-- START OF Provided data --

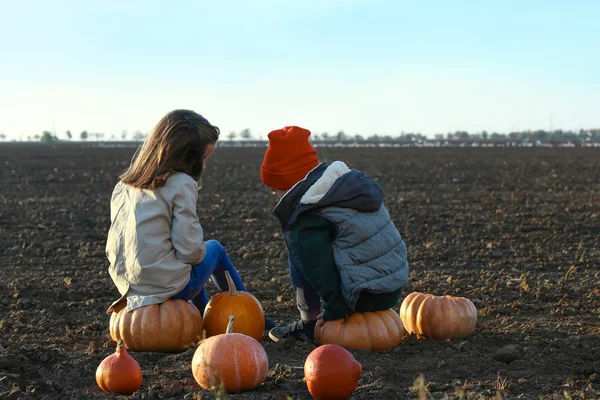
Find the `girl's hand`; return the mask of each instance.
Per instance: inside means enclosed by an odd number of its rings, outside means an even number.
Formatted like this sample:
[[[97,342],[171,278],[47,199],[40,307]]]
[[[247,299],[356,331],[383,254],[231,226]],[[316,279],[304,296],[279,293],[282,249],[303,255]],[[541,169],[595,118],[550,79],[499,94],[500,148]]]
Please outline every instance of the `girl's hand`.
[[[323,321],[323,313],[317,315],[317,326],[323,326],[325,321]]]

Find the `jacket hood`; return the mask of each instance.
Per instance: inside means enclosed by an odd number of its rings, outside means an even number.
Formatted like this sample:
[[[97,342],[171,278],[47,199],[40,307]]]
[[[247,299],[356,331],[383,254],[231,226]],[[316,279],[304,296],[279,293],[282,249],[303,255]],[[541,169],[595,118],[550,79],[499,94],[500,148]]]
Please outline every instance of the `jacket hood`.
[[[291,225],[298,215],[313,208],[342,207],[375,212],[383,204],[381,186],[362,171],[342,161],[319,164],[288,191],[275,207],[282,224]]]

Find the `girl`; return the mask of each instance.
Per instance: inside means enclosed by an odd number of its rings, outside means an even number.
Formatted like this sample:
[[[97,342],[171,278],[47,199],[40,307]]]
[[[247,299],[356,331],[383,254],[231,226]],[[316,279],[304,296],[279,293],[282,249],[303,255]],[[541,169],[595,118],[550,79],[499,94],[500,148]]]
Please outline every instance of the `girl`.
[[[216,240],[204,242],[196,201],[202,172],[219,129],[189,110],[175,110],[154,127],[120,182],[110,204],[106,255],[109,273],[127,309],[191,300],[204,313],[205,285],[212,278],[228,290],[246,287]],[[273,326],[269,321],[267,325]]]

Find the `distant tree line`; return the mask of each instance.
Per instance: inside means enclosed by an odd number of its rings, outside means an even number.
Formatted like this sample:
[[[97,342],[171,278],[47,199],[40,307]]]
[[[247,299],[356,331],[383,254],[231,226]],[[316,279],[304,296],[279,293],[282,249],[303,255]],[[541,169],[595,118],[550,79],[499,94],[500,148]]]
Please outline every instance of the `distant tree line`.
[[[59,138],[57,135],[49,131],[42,132],[41,135],[28,136],[27,140],[40,141],[42,143],[55,143],[64,140],[72,140],[74,136],[71,131],[65,132],[65,138]],[[96,141],[101,140],[130,140],[135,142],[141,142],[146,138],[146,134],[140,131],[135,131],[133,134],[129,134],[127,131],[122,131],[120,135],[107,136],[104,133],[91,133],[87,130],[79,133],[79,139],[86,141],[93,139]],[[4,133],[0,133],[0,140],[6,139]],[[227,139],[231,141],[235,140],[256,140],[250,129],[242,129],[240,132],[231,131],[227,135]],[[431,138],[427,138],[425,135],[420,133],[406,133],[401,132],[397,136],[391,135],[378,135],[373,134],[369,136],[364,135],[349,135],[344,131],[338,131],[335,134],[329,134],[327,132],[313,133],[311,136],[313,141],[337,141],[337,142],[369,142],[369,143],[410,143],[410,142],[424,142],[431,141]],[[434,135],[433,140],[435,141],[459,141],[459,142],[567,142],[567,141],[593,141],[600,142],[600,129],[581,129],[576,131],[563,131],[561,129],[554,131],[536,130],[536,131],[515,131],[508,134],[481,131],[477,133],[469,133],[466,131],[456,131],[450,133],[438,133]]]

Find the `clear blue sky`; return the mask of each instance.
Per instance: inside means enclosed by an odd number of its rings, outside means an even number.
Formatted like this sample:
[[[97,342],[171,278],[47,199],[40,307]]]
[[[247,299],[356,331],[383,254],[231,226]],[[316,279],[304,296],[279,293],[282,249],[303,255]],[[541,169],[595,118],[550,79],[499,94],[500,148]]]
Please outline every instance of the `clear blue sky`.
[[[0,0],[0,132],[600,127],[600,1]]]

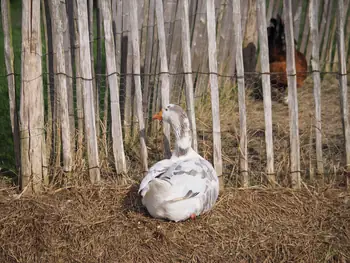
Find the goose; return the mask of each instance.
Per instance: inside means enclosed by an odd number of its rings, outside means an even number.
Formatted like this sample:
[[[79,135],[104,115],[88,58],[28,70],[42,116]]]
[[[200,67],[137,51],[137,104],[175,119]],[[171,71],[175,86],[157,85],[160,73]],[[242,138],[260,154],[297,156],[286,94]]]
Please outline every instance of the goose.
[[[212,209],[219,195],[219,179],[212,164],[193,150],[190,122],[178,105],[169,104],[153,116],[169,123],[175,147],[169,159],[155,163],[140,183],[142,204],[154,218],[195,219]]]

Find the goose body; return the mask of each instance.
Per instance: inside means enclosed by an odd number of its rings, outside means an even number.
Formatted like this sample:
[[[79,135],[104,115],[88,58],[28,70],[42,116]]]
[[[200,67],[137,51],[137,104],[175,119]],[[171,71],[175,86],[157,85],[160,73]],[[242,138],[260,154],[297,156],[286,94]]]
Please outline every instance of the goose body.
[[[187,115],[169,104],[154,118],[171,124],[176,144],[171,158],[154,164],[141,181],[142,204],[151,216],[175,222],[209,211],[219,194],[219,180],[213,166],[191,147]]]

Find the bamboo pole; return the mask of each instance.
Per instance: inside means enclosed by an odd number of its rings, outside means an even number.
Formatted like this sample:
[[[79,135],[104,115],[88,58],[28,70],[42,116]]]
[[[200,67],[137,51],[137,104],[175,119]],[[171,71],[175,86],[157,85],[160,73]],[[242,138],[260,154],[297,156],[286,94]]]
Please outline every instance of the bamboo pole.
[[[267,9],[267,12],[266,12],[266,21],[269,21],[269,23],[270,23],[270,19],[272,18],[273,10],[275,8],[275,1],[276,0],[269,1],[269,8]]]
[[[310,33],[312,42],[312,78],[314,81],[315,98],[315,135],[316,135],[316,168],[317,174],[323,183],[322,160],[322,129],[321,129],[321,77],[320,77],[320,42],[318,33],[318,1],[311,0],[309,8]]]
[[[260,44],[260,66],[262,72],[262,87],[264,96],[264,114],[265,114],[265,143],[266,143],[266,159],[267,159],[267,179],[269,183],[275,185],[275,169],[274,169],[274,152],[272,137],[272,103],[271,103],[271,80],[269,67],[269,50],[267,40],[267,23],[266,23],[266,6],[265,0],[257,0],[256,6],[259,44]]]
[[[305,16],[307,18],[307,14],[308,14],[308,10],[309,10],[309,4],[306,5],[306,10],[305,10]],[[307,50],[307,45],[308,45],[308,37],[309,37],[309,20],[305,19],[305,23],[304,23],[304,28],[303,28],[303,32],[302,32],[302,38],[301,38],[301,43],[300,43],[300,52],[306,54],[306,50]]]
[[[45,48],[46,48],[46,52],[49,49],[49,34],[51,34],[51,32],[49,33],[47,28],[48,25],[46,23],[46,21],[50,20],[49,17],[47,17],[46,14],[46,7],[45,7],[45,1],[41,0],[41,12],[42,12],[42,23],[44,25],[44,35],[45,35]],[[47,20],[48,19],[48,20]],[[4,32],[5,33],[5,32]],[[50,43],[52,46],[52,43]],[[52,58],[52,56],[51,56]],[[46,73],[50,72],[50,56],[46,55]],[[44,77],[44,76],[43,76]],[[46,170],[46,174],[44,173],[43,175],[43,182],[44,185],[48,185],[49,184],[49,176],[48,176],[48,171],[49,171],[49,164],[50,164],[50,156],[51,156],[51,151],[52,151],[52,109],[51,109],[51,97],[50,97],[50,84],[51,84],[51,80],[50,80],[50,75],[46,74],[46,88],[47,88],[47,117],[46,117],[46,139],[44,142],[44,145],[46,147],[45,149],[45,156],[46,159],[43,159],[43,166],[47,167]],[[45,116],[45,110],[44,110],[44,116]],[[18,117],[17,117],[18,118]],[[17,120],[18,121],[18,120]],[[19,137],[18,137],[19,139]],[[18,142],[19,143],[19,142]]]
[[[173,29],[170,32],[171,46],[169,50],[169,72],[178,73],[181,63],[181,16],[180,1],[174,7],[175,20],[173,21]],[[169,79],[170,101],[179,101],[182,91],[183,76],[172,75]]]
[[[139,122],[140,132],[140,146],[141,146],[141,160],[143,171],[148,170],[148,156],[145,138],[145,123],[142,114],[142,92],[141,92],[141,78],[140,78],[140,45],[139,32],[137,27],[137,6],[135,0],[130,0],[130,26],[131,26],[131,44],[133,51],[133,68],[135,81],[135,96],[136,96],[136,113]]]
[[[78,30],[78,9],[77,2],[73,1],[73,16],[74,16],[74,48],[75,48],[75,92],[76,92],[76,107],[77,107],[77,153],[76,160],[82,160],[83,158],[83,148],[84,148],[84,107],[83,107],[83,89],[82,89],[82,79],[80,73],[80,43],[79,43],[79,30]]]
[[[123,68],[122,72],[124,73],[123,76],[123,93],[124,95],[124,137],[125,142],[129,143],[132,139],[132,105],[133,105],[133,97],[132,97],[132,91],[133,91],[133,80],[132,80],[132,47],[131,47],[131,41],[130,41],[130,10],[127,9],[127,3],[123,1],[123,42],[124,42],[124,49],[122,50],[122,59],[124,60],[123,65],[121,67]]]
[[[104,28],[104,39],[106,49],[106,63],[107,63],[107,76],[108,86],[110,88],[110,100],[111,100],[111,116],[112,116],[112,142],[113,142],[113,155],[115,161],[115,168],[118,173],[126,173],[126,160],[124,153],[122,123],[120,117],[120,105],[119,105],[119,82],[116,74],[116,59],[115,56],[108,56],[108,54],[115,54],[113,28],[112,28],[112,16],[111,5],[109,0],[100,0],[100,10]]]
[[[99,0],[97,0],[99,1]],[[96,74],[95,74],[95,58],[94,58],[94,0],[87,0],[88,7],[88,19],[89,19],[89,42],[90,42],[90,59],[91,59],[91,74],[92,74],[92,85],[93,85],[93,100],[95,107],[95,121],[96,121],[96,136],[100,136],[100,118],[99,118],[99,103],[97,99],[97,86],[96,86]]]
[[[57,78],[57,90],[59,97],[59,118],[61,123],[62,147],[63,147],[63,170],[71,172],[72,170],[72,147],[69,128],[68,112],[68,90],[66,75],[66,60],[63,48],[63,19],[60,0],[52,0],[52,27],[53,27],[53,47],[56,59],[55,77]]]
[[[210,71],[211,110],[213,116],[213,156],[214,168],[220,179],[220,188],[223,189],[222,156],[221,156],[221,130],[220,107],[218,87],[218,62],[216,56],[216,27],[214,0],[207,1],[207,32],[208,32],[208,57]]]
[[[162,108],[169,104],[169,69],[166,53],[163,3],[162,0],[156,0],[156,18],[159,38],[159,56],[160,56],[160,85],[161,85],[161,100]],[[164,156],[170,158],[170,125],[163,123],[163,140],[164,140]]]
[[[193,17],[192,27],[190,28],[192,33],[191,37],[191,59],[192,59],[192,69],[197,72],[195,76],[194,85],[194,98],[195,102],[199,102],[202,95],[207,91],[208,87],[208,76],[206,74],[201,74],[198,72],[202,71],[202,66],[206,67],[204,72],[208,71],[207,54],[203,53],[203,50],[207,50],[207,39],[206,33],[206,0],[192,1],[193,3],[193,13],[189,14]],[[191,26],[191,23],[190,23]]]
[[[1,0],[2,29],[4,32],[5,66],[10,103],[10,119],[14,144],[16,171],[20,171],[21,151],[19,140],[19,123],[16,103],[16,83],[14,71],[14,55],[12,46],[12,29],[9,0]]]
[[[48,63],[48,116],[47,116],[47,158],[49,164],[54,164],[56,158],[56,141],[57,141],[57,129],[58,121],[56,118],[57,98],[55,94],[55,78],[54,78],[54,56],[53,56],[53,44],[52,44],[52,25],[51,25],[51,8],[48,1],[43,1],[43,9],[45,9],[45,27],[47,32],[47,63]],[[50,141],[49,141],[50,140]]]
[[[326,30],[325,33],[323,35],[323,40],[322,40],[322,51],[321,51],[321,62],[323,64],[326,64],[325,59],[327,58],[327,50],[329,49],[329,43],[331,42],[331,26],[332,26],[332,20],[333,20],[333,16],[332,16],[332,10],[333,10],[333,5],[334,2],[333,1],[329,1],[329,5],[327,7],[328,9],[328,13],[327,13],[327,20],[326,20]],[[324,68],[324,67],[323,67]]]
[[[239,123],[240,123],[240,172],[242,186],[249,186],[248,174],[248,149],[247,149],[247,115],[245,105],[245,84],[244,84],[244,66],[243,66],[243,50],[242,50],[242,27],[241,27],[241,8],[240,1],[233,0],[233,33],[236,45],[236,69],[238,84],[238,104],[239,104]]]
[[[71,10],[69,6],[66,7],[66,4],[72,4],[72,2],[62,2],[61,1],[61,17],[63,23],[63,50],[64,50],[64,59],[66,67],[66,85],[67,85],[67,97],[68,97],[68,114],[69,114],[69,135],[70,135],[70,144],[71,144],[71,156],[74,160],[75,152],[75,116],[74,116],[74,96],[73,96],[73,54],[74,50],[71,46],[71,32],[70,32],[70,23],[71,18],[69,17]],[[67,12],[69,11],[69,12]],[[73,30],[72,30],[73,31]],[[73,32],[74,33],[74,32]]]
[[[101,2],[104,0],[96,0],[97,1],[97,8],[96,10],[96,34],[97,34],[97,45],[96,45],[96,71],[95,71],[95,92],[94,92],[94,99],[95,99],[95,105],[96,105],[96,131],[97,131],[97,137],[100,137],[100,92],[101,92],[101,81],[102,81],[102,30],[103,30],[103,24],[102,24],[102,18],[101,18]],[[111,5],[109,5],[111,7]],[[112,35],[113,36],[113,35]],[[92,40],[95,42],[95,39]],[[114,41],[113,41],[114,45]],[[95,52],[93,52],[95,53]]]
[[[337,41],[339,56],[339,87],[340,87],[340,110],[342,115],[343,133],[345,139],[345,181],[346,186],[350,188],[350,123],[349,123],[349,105],[348,105],[348,84],[346,72],[346,56],[344,41],[344,1],[338,0],[337,8]]]
[[[99,182],[101,179],[100,165],[97,148],[95,109],[93,100],[93,78],[90,58],[88,10],[84,0],[77,1],[77,12],[79,15],[79,43],[80,43],[80,74],[83,85],[84,121],[87,141],[87,153],[90,181]]]
[[[153,56],[153,34],[154,34],[154,2],[155,0],[149,1],[149,9],[148,9],[148,21],[147,21],[147,40],[146,40],[146,56],[145,56],[145,78],[144,78],[144,86],[143,86],[143,97],[142,97],[142,103],[143,103],[143,114],[145,116],[145,126],[148,127],[148,115],[149,111],[152,110],[152,107],[150,107],[150,73],[151,73],[151,66],[152,66],[152,56]]]
[[[289,105],[289,129],[290,129],[290,176],[292,187],[299,189],[300,178],[300,141],[298,124],[298,100],[295,69],[295,48],[293,33],[293,17],[291,0],[284,1],[285,41],[287,53],[287,80],[288,80],[288,105]]]
[[[185,73],[186,83],[186,108],[187,115],[190,119],[192,130],[192,147],[197,152],[197,127],[196,127],[196,114],[194,108],[194,94],[193,94],[193,81],[192,81],[192,61],[191,61],[191,40],[190,40],[190,28],[188,20],[188,0],[180,0],[180,12],[181,13],[181,37],[182,37],[182,65]]]
[[[46,158],[44,145],[44,98],[42,83],[42,50],[40,0],[22,1],[21,57],[21,189],[42,189]]]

-- END OF Provided data --

■ Written request: Return each line from the items above that contains the word "Please". Case counts.

■ Reply to the task:
Please outline every instance of the `girl's hand`.
Please outline every instance of the `jacket hood`.
Please outline every instance of the `girl`.
Please outline every instance of the `distant tree line`.
Please outline every instance of the `clear blue sky`.
Please outline every instance of the goose.
Please outline every instance of the goose body.
Please outline every instance of the bamboo pole.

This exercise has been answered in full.